* **What you will do**
Every line from the one that holds "If you could segment every instance of the distant" through the final line should be returned exactly. Omit the pictures.

□ □ □ □ □ □ □

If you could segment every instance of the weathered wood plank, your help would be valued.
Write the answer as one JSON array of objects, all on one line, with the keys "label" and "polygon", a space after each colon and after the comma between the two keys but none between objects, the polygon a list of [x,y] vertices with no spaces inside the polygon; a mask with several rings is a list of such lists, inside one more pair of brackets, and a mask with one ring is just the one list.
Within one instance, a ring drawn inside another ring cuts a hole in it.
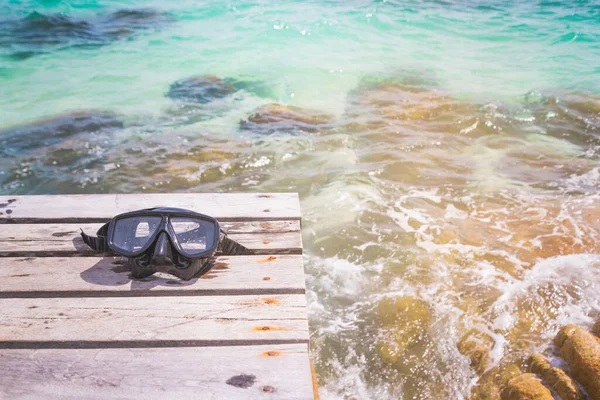
[{"label": "weathered wood plank", "polygon": [[305,307],[300,294],[0,299],[0,348],[308,343]]},{"label": "weathered wood plank", "polygon": [[304,292],[304,269],[300,255],[218,257],[208,273],[190,281],[166,274],[132,280],[124,259],[115,257],[0,258],[0,297]]},{"label": "weathered wood plank", "polygon": [[[278,226],[285,227],[289,221]],[[295,221],[298,223],[298,221]],[[255,226],[238,228],[252,231]],[[0,257],[29,256],[90,256],[97,255],[83,243],[80,229],[95,235],[102,224],[14,224],[0,231]],[[265,227],[273,225],[264,225]],[[289,227],[289,225],[288,225]],[[299,231],[275,232],[268,229],[252,233],[232,233],[229,237],[257,254],[301,254],[302,237]]]},{"label": "weathered wood plank", "polygon": [[187,208],[221,221],[300,219],[296,193],[151,193],[0,196],[0,223],[103,222],[158,206]]},{"label": "weathered wood plank", "polygon": [[312,399],[306,344],[0,350],[0,398]]}]

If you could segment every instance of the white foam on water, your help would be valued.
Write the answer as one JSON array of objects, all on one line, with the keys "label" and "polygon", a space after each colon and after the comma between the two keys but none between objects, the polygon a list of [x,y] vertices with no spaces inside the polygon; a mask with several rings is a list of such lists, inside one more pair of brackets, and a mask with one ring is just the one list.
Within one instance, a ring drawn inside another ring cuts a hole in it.
[{"label": "white foam on water", "polygon": [[[526,271],[522,279],[512,279],[503,287],[502,295],[494,302],[497,315],[491,326],[508,330],[515,323],[515,310],[535,289],[554,284],[554,290],[566,296],[567,303],[548,324],[552,329],[543,336],[550,340],[560,326],[579,324],[588,326],[593,322],[592,313],[600,312],[600,254],[576,254],[551,257],[536,263]],[[575,297],[572,293],[577,293]]]}]

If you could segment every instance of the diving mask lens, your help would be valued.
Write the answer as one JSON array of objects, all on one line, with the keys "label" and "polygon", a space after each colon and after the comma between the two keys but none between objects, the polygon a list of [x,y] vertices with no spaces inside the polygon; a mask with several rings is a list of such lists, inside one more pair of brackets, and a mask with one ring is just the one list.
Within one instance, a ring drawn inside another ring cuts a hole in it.
[{"label": "diving mask lens", "polygon": [[173,217],[171,227],[184,256],[193,257],[215,246],[215,224],[199,219]]},{"label": "diving mask lens", "polygon": [[142,251],[158,229],[162,217],[139,216],[116,220],[112,236],[112,245],[117,250],[128,253]]}]

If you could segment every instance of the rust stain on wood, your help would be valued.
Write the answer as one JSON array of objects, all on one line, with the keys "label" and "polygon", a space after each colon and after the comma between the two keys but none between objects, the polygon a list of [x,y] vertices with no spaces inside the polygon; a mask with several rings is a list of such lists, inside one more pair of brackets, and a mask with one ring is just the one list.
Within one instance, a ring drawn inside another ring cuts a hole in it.
[{"label": "rust stain on wood", "polygon": [[71,236],[72,234],[77,233],[77,231],[70,231],[70,232],[54,232],[52,234],[52,236],[54,237],[65,237],[65,236]]},{"label": "rust stain on wood", "polygon": [[283,326],[274,326],[274,325],[259,325],[252,328],[254,332],[272,332],[272,331],[287,331],[287,328]]},{"label": "rust stain on wood", "polygon": [[262,264],[262,263],[266,263],[266,262],[272,262],[272,261],[275,261],[275,260],[277,260],[277,257],[275,257],[275,256],[269,256],[267,258],[263,258],[262,260],[258,260],[257,263],[261,263]]},{"label": "rust stain on wood", "polygon": [[213,265],[213,269],[220,269],[220,270],[229,269],[229,263],[222,262],[222,261],[216,262],[215,265]]},{"label": "rust stain on wood", "polygon": [[264,299],[262,299],[262,301],[265,304],[279,304],[279,303],[281,303],[279,300],[274,299],[272,297],[265,297]]},{"label": "rust stain on wood", "polygon": [[270,351],[264,351],[264,352],[260,353],[259,357],[278,357],[282,354],[283,354],[282,351],[270,350]]}]

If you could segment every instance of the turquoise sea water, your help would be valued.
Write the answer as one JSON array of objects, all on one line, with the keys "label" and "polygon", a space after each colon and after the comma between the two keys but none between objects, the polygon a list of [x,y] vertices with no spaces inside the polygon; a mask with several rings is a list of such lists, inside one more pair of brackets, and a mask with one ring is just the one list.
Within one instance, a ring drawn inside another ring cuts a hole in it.
[{"label": "turquoise sea water", "polygon": [[81,105],[156,114],[168,106],[172,81],[202,73],[266,80],[282,101],[336,111],[362,76],[394,71],[484,99],[600,90],[600,5],[592,1],[5,0],[0,7],[3,19],[90,18],[123,8],[175,18],[92,51],[2,57],[0,126]]},{"label": "turquoise sea water", "polygon": [[2,194],[299,192],[324,398],[476,398],[600,315],[598,2],[0,0],[0,144]]}]

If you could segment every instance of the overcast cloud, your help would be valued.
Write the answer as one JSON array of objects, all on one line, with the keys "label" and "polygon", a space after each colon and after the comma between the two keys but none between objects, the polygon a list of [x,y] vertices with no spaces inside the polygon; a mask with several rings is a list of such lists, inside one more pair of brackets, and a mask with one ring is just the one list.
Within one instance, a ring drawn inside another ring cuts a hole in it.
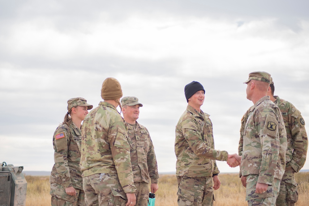
[{"label": "overcast cloud", "polygon": [[175,127],[192,81],[206,90],[202,109],[217,149],[237,152],[252,104],[242,83],[250,72],[270,73],[275,95],[308,121],[309,3],[208,2],[0,0],[0,162],[50,171],[67,101],[81,96],[96,107],[109,77],[144,105],[138,121],[160,172],[176,170]]}]

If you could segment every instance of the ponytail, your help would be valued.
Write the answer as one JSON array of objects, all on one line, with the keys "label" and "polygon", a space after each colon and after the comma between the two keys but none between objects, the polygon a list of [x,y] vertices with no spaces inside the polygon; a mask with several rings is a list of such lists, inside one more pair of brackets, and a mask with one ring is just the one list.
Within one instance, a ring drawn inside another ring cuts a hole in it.
[{"label": "ponytail", "polygon": [[[73,107],[75,108],[76,108],[77,107],[77,106],[75,106],[75,107]],[[73,107],[72,107],[73,108]],[[62,122],[63,124],[65,124],[68,126],[71,124],[71,122],[72,121],[72,118],[69,116],[69,115],[71,113],[71,112],[72,111],[72,108],[71,108],[70,109],[70,111],[68,111],[67,112],[67,114],[66,115],[64,116],[64,119],[63,119],[63,121]]]}]

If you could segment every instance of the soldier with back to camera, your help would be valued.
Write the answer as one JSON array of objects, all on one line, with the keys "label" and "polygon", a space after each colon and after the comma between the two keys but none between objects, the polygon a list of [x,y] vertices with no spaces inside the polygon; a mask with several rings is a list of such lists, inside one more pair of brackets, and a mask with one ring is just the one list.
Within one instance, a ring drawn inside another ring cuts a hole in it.
[{"label": "soldier with back to camera", "polygon": [[248,205],[275,205],[285,168],[286,134],[281,113],[267,95],[271,79],[268,73],[256,72],[244,82],[247,99],[254,104],[242,118],[238,147],[242,157],[235,157],[242,159]]},{"label": "soldier with back to camera", "polygon": [[116,108],[121,109],[122,95],[118,80],[107,78],[101,90],[104,101],[83,124],[80,164],[88,205],[135,205],[127,126]]},{"label": "soldier with back to camera", "polygon": [[209,115],[201,110],[205,91],[197,82],[185,87],[188,106],[175,132],[179,206],[212,205],[213,190],[219,189],[221,184],[215,160],[226,161],[233,167],[240,164],[226,151],[214,149],[212,123]]}]

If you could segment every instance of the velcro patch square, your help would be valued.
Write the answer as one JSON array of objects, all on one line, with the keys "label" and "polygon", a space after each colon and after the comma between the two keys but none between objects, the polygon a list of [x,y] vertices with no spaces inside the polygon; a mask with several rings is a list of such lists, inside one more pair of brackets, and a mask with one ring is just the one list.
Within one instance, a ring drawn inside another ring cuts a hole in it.
[{"label": "velcro patch square", "polygon": [[61,139],[61,138],[63,138],[64,137],[64,134],[63,132],[61,132],[61,133],[59,133],[55,136],[55,138],[56,140],[58,140],[59,139]]},{"label": "velcro patch square", "polygon": [[271,115],[267,115],[263,128],[263,133],[269,134],[275,137],[278,132],[278,121],[276,118]]}]

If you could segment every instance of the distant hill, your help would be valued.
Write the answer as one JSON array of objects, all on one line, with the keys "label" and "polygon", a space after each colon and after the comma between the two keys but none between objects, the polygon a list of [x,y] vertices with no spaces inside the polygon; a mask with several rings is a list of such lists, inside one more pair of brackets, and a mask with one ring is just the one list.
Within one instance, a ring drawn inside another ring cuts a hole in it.
[{"label": "distant hill", "polygon": [[[301,172],[309,172],[309,170],[301,170]],[[26,175],[31,175],[32,176],[49,176],[50,175],[50,172],[48,171],[23,171],[23,173]],[[223,172],[222,173],[230,173]],[[176,173],[175,172],[159,172],[160,174],[173,174]]]},{"label": "distant hill", "polygon": [[49,176],[50,172],[48,171],[23,171],[23,173],[26,175],[32,176]]}]

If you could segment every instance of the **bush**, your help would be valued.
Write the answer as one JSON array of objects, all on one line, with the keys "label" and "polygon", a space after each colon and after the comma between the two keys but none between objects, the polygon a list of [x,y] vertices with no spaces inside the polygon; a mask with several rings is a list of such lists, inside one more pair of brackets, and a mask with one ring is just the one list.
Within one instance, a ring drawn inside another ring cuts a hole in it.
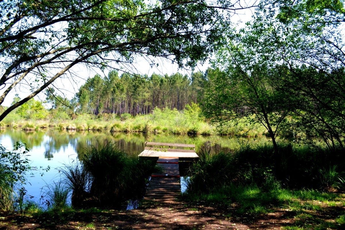
[{"label": "bush", "polygon": [[190,167],[187,190],[203,192],[230,184],[234,175],[233,165],[233,158],[229,154],[199,153],[199,160]]},{"label": "bush", "polygon": [[67,188],[58,182],[48,186],[48,188],[47,195],[53,209],[61,210],[68,207],[67,198],[69,191]]},{"label": "bush", "polygon": [[[31,169],[26,146],[17,142],[14,146],[17,151],[7,151],[0,145],[0,210],[13,209],[15,191],[26,182],[25,175]],[[21,150],[24,149],[22,151]]]},{"label": "bush", "polygon": [[72,191],[72,205],[82,207],[83,201],[88,197],[89,186],[89,175],[84,165],[79,161],[70,165],[64,165],[61,168],[64,182],[67,188]]}]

□ □ □ □ □ □ □

* **Reply to the task**
If you could segment every instance of the distant hill, your help would be valued.
Write the answer as one JSON array of objects, all on one line, with the keys "label" and "polygon", a space after each colon and after the comma between the two keys but none between objects, the polygon a list of [x,y] vertices with no spaces inside the polygon; a mask with several rings is a list of such lists, inside one more pair of brackets, and a mask with one ring is just the one list.
Within one instance, a ring drawn inside another ring cuts a hole in it.
[{"label": "distant hill", "polygon": [[[301,172],[309,172],[309,170],[301,170]],[[26,175],[31,175],[32,176],[49,176],[50,175],[50,172],[48,171],[23,171],[23,173]],[[223,172],[222,173],[230,173]],[[176,173],[175,172],[159,172],[160,174],[173,174]]]},{"label": "distant hill", "polygon": [[49,176],[50,172],[48,171],[23,171],[23,173],[26,175],[32,176]]}]

If you could segment every instance of the **bush**, your help would be valued.
Write the answer as one JSON array of objects, all on one line, with the keys "label" and "polygon", a space after each colon and after the comma between the two keys but none between objects, the polygon a list of [x,y] vertices with no spaces inside the polygon; a mask with several rings is a list of such lists, inside one more pair of brackets, and a mask with one ring is just the one list.
Within one instance, a ring drawn inside another ring cuts a hole in it.
[{"label": "bush", "polygon": [[190,167],[187,190],[203,192],[230,184],[234,175],[233,165],[233,158],[229,154],[199,153],[199,160]]},{"label": "bush", "polygon": [[67,188],[58,182],[48,186],[48,188],[47,195],[53,209],[61,210],[68,207],[67,198],[69,191]]},{"label": "bush", "polygon": [[[31,169],[26,146],[17,142],[14,146],[17,151],[7,151],[0,145],[0,210],[13,209],[15,191],[26,182],[25,175]],[[21,150],[24,149],[22,151]]]},{"label": "bush", "polygon": [[72,191],[72,205],[82,207],[83,201],[88,197],[89,186],[89,175],[84,165],[79,161],[70,165],[64,165],[61,168],[64,182],[67,188]]}]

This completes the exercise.